S. E. – There are about 100 tests of learnings behind-the-scenes. Audience research is our end goal to understand online distribution and to find genuine connections in a large scale audience. Because we have to look at a commercial model at the end, to find ways of making this work commercially. It is still a phase where a lot of this technology is incredibly expensive. Also the expertise is very limited. We have to democratize that a little bit! And to find ways to make everything more accessible, building the skills and craft person shape as we move forward.
S. E. – We’ve been delighted by the fact that online streaming will allow us to find new audiences. There are a couple of reasons for how that’s happened. I think the artistic of collaboration between the RSC, Marshmallow, Manchester International Festival and Nick Cave (who just joined the team, as the voice of The Voice of the Forest). It’s a delightful thing for us to have him onboard and has allowed different audiences to find us. I’m really excited about how audiences find a performance through their own community. The other part of why new audiences are coming is because we’re genuinely premiering something that’s different for all of us. It’s not business as usual for any of the artistic companies.
Looking for innovation at the Royal Shakespeare Company (RSC)

Task instructions:
1. In the RSC interview, who joined the team as the voice of The Voice of the Forest?
2. List each party that the RSC interview names in the artistic collaboration.
3. Carry on the RSC interview from its last line.

Collected data:
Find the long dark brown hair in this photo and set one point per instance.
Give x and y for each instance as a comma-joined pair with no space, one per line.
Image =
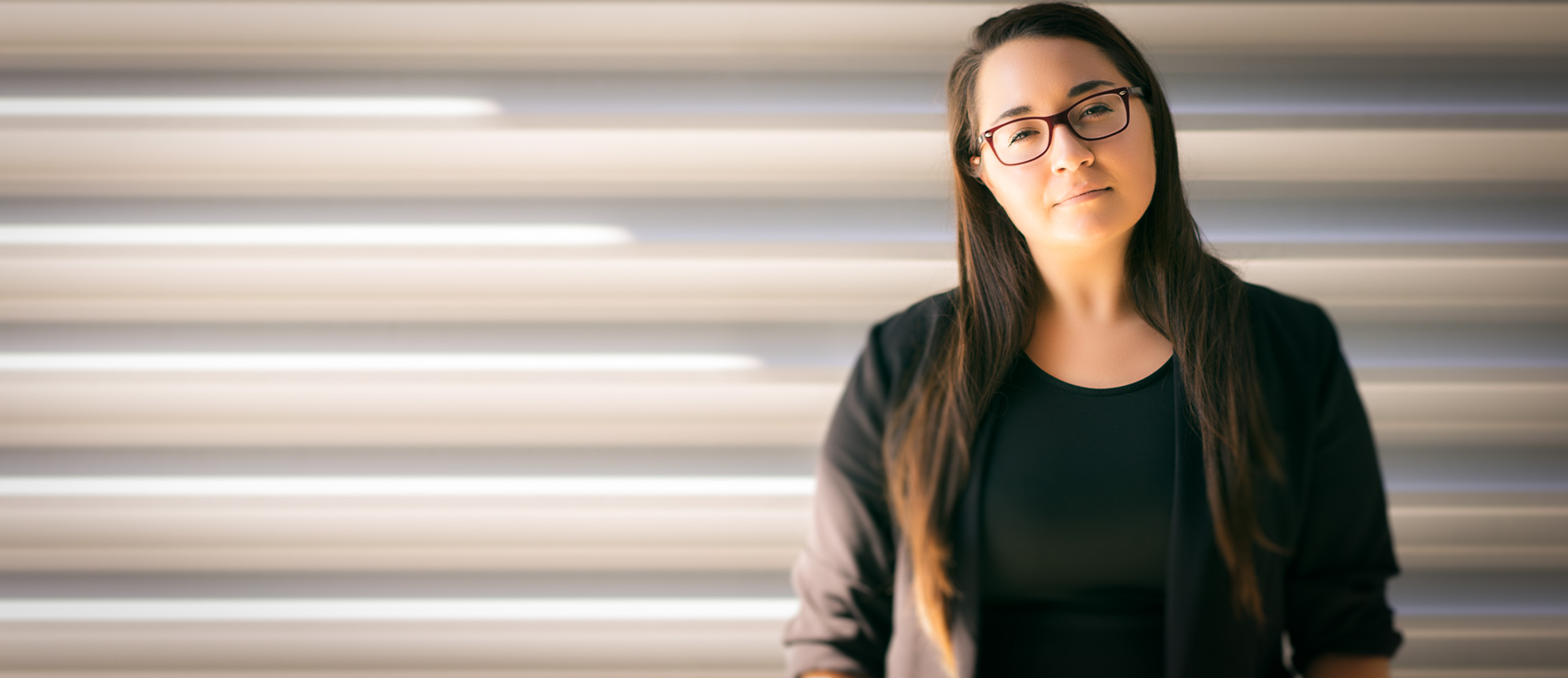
1182,290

Responses:
1. Nick Cave

2. The RSC, Marshmallow, Manchester International Festival, Nick Cave

3.
S. E. – We’ve been very fortunate in the UK to receive funding for research. That’s why I feel very personally that we should share that research with our community. It is a community-building exercise, and that community knows what risk you take as well. For the last 10 years we tried things, we built a series of works that have looked at the future of performance. In 2016 the RSC collaborated with The Imaginarium Studio on THE TEMPEST – using real time motion-capture to create an avatar (link). We already work with MIDSUMMER NIGHT’S DREAM with Google in 2013 (link). That was a moment where we reached 30 million people on social media. What do you do with that? It’s not that we take every technology and somehow shoehorn it in. It’s about what the R&D allows us to do as an experiment with technology, to see what we might like to take forward and what works. Always, always at the heart of what we do is looking at what the promise of theatre is.
S. E. – (DREAM) is just such a wonderful play to innovate with. It’s got so much in it. We are on this performance taking in the fairy world and the forest in the natural environment. And that’s what we will focus on. The play talks about humanity, about the world in flux. It is really confused by the behaviour of the human world. And I think in a pandemic, it may be one of the most brilliant titles for us to use to reimagine, rebuild and repair maybe what we’ve lost. We’re making the play for the time we’re in now. And maybe we might be able to take some of those audiences and communities forward as we come through the pandemic – with maybe a positive thing from a very, very difficult time.
DREAM at SXSW
S. E. – We really are delighted to be part of the SXSW and to reach that global audience. We program times that work for East Coast, West Coast in the US and then Asia Pacific. We’re kind of touring! It’s lovely to be part of this festival, to be able to touch as many homes as possible. After that and the scheduled performances we’ll see where we are and if it might have a future life – which will be exciting. Our next job is to get the learnings out. How to use this project potentially to get a wider reach? How can we get the communities’ work understood and shared more broadly?